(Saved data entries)

● ● ● ● ●

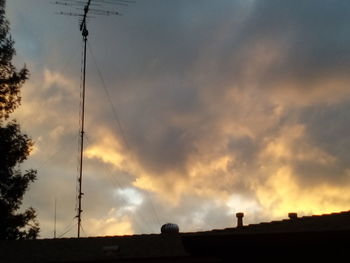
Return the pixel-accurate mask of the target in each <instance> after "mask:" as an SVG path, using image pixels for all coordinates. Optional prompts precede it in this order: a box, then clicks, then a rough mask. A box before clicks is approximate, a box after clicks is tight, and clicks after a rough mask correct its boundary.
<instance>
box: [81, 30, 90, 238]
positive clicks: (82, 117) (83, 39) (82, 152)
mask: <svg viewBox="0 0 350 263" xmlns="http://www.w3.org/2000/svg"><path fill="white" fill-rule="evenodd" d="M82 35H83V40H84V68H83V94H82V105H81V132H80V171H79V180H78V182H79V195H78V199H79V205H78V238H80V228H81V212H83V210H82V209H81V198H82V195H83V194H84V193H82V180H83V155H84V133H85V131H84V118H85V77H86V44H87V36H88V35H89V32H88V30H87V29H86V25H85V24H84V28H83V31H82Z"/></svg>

● ● ● ● ●

> DIRECTIVE
Copy out the data above with every "clicks" changed to "points" and everything else left the same. Don't include the pictures.

> RESPONSE AREA
Return the pixel-accurate mask of the target in each <instance> after "mask:" as an SVG path, using image pixels for all coordinates. Optional prompts precede it in this order: a box, then points, then a rough mask. A box before points is approximate, a box after points is tight, and points after a rough mask correct its boundary.
<instance>
box: [81, 30, 90, 238]
positive points: (82, 117) (83, 39) (82, 152)
mask: <svg viewBox="0 0 350 263" xmlns="http://www.w3.org/2000/svg"><path fill="white" fill-rule="evenodd" d="M82 35H83V40H84V68H83V94H82V105H81V132H80V171H79V180H78V182H79V195H78V199H79V205H78V238H80V228H81V212H83V210H82V209H81V198H82V195H83V194H84V193H82V180H83V155H84V133H85V131H84V118H85V77H86V44H87V36H88V35H89V32H88V30H87V29H86V25H85V24H84V28H83V31H82Z"/></svg>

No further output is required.